### DOCUMENT SECTION
******
Proverbs chapter 4 verse 1 says all sons hear a father's instruction and be attentive that you may gain insight. Proverbs 13 verse 1 a wise son hears his father's instruction but a scoffer does not listen to rebuke.
Proverbs 23 22 listen to the father who gave you life and do not despise your mother when she is old. I like that last one because we have come to a point in our culture where age is genuinely discriminated against not just in the workplace where it's harder to get a job when you're past 60 but in the idea that as well let me say it this way in older cultures and in other cultures around the world age is respected and venerated.
The older are considered the wise the ones to whom you go to and you ask of and you learn from. But now we say you're just a bunch of boomers. Right. And we treat our elderly with disrespect because we know how to work a computer.
Therefore we're much more wise and intelligent. You see we have flipped what the scripture says on its head where it says with with gray hair there's glory. Now we've we've turned that around. The Bible tells children to listen to their parents and listen with the idea of obeying their parents.
******
### WORK TO DO
[1] How many lines in the entries contain the string "cityscape", matching case exactly? Reply with the number alone.
[2] Pick up the sermon passage on Proverbs and honoring parents and elders after its final sentence, and keep writing it.
******
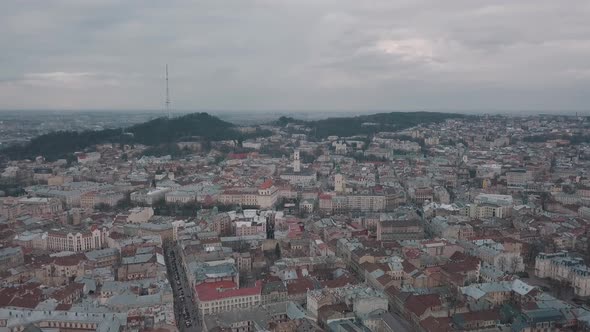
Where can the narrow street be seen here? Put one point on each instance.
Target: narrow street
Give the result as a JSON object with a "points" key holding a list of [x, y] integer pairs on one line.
{"points": [[185, 309]]}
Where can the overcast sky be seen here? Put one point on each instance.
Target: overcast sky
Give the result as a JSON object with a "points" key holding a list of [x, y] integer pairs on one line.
{"points": [[359, 55]]}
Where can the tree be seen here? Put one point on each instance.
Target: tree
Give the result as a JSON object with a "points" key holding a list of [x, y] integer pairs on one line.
{"points": [[502, 263]]}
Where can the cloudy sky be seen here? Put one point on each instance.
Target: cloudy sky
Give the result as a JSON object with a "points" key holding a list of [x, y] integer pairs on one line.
{"points": [[360, 55]]}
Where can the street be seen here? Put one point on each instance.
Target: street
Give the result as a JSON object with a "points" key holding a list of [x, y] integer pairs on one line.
{"points": [[185, 309]]}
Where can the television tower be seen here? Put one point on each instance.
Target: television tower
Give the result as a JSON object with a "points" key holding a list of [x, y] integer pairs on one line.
{"points": [[167, 95]]}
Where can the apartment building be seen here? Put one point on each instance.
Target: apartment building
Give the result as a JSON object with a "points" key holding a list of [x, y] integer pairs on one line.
{"points": [[223, 296], [65, 239], [562, 267], [352, 202]]}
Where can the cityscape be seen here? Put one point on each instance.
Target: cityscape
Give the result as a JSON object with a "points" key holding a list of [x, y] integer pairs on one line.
{"points": [[469, 222], [295, 166]]}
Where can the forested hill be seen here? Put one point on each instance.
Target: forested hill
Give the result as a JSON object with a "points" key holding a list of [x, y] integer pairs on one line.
{"points": [[158, 131], [368, 124]]}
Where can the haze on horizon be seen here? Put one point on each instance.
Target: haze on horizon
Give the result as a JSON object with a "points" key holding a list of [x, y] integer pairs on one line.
{"points": [[340, 55]]}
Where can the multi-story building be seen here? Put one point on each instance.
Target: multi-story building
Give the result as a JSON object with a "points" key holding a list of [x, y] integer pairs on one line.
{"points": [[562, 267], [91, 199], [403, 225], [394, 230], [11, 257], [267, 195], [222, 296], [352, 202], [12, 207], [518, 177], [65, 239]]}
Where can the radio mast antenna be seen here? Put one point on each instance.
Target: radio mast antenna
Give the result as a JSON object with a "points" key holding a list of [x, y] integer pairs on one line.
{"points": [[167, 95]]}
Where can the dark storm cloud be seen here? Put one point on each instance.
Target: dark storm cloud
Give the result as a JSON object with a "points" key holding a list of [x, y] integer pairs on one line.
{"points": [[296, 54]]}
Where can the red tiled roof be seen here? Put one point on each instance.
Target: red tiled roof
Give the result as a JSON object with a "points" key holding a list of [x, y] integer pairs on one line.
{"points": [[484, 315], [418, 304], [299, 286], [432, 324], [225, 289], [266, 184]]}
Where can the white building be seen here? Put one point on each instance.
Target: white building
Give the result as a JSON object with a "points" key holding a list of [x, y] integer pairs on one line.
{"points": [[564, 268]]}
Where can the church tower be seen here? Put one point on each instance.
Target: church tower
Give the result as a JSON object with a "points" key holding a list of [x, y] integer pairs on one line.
{"points": [[338, 181]]}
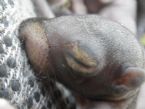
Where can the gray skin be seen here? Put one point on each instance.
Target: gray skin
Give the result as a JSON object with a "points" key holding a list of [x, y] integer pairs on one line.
{"points": [[95, 58]]}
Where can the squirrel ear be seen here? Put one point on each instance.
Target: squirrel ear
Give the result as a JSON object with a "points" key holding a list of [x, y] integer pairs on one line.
******
### TASK RESPONSES
[1] 2

[2]
Children in this room by the way we're all children. We're all somebody's child. But in this context you might ask well who's in view. Who is in view. Who are the children in view here. And I must say I don't think that that is necessarily an easy answer because I want to break it down for you in a little bit of a I've had to work through this in my mind.
So give you just a few thoughts. One there is a point where a person goes from being a child to being an adult and the Bible does identify that. But there's also the sense in which in this passage it seems to be addressing specifically believing children.
And and why would I say that I want to show that from the text because the text says in Colossians it says children obey your parents and everything for this pleases the Lord. It speaks of a child pleasing the Lord.
And I would say this while certainly any child that disobeys their parents is unpleasing to God apart from faith it's impossible to please God. And therefore I do think there is a sense in which this is referring to a believing child.
But the Ephesians passage is the one that really gets me because it says obey your parents in the Lord. So I want to say this to you today if you are a child in your parents house and you are a Christian child this passage specifically applies to you now if you're an unbelieving child I'm not saying it don't apply to you because I can say the general point of Scripture is that children should obey their parents.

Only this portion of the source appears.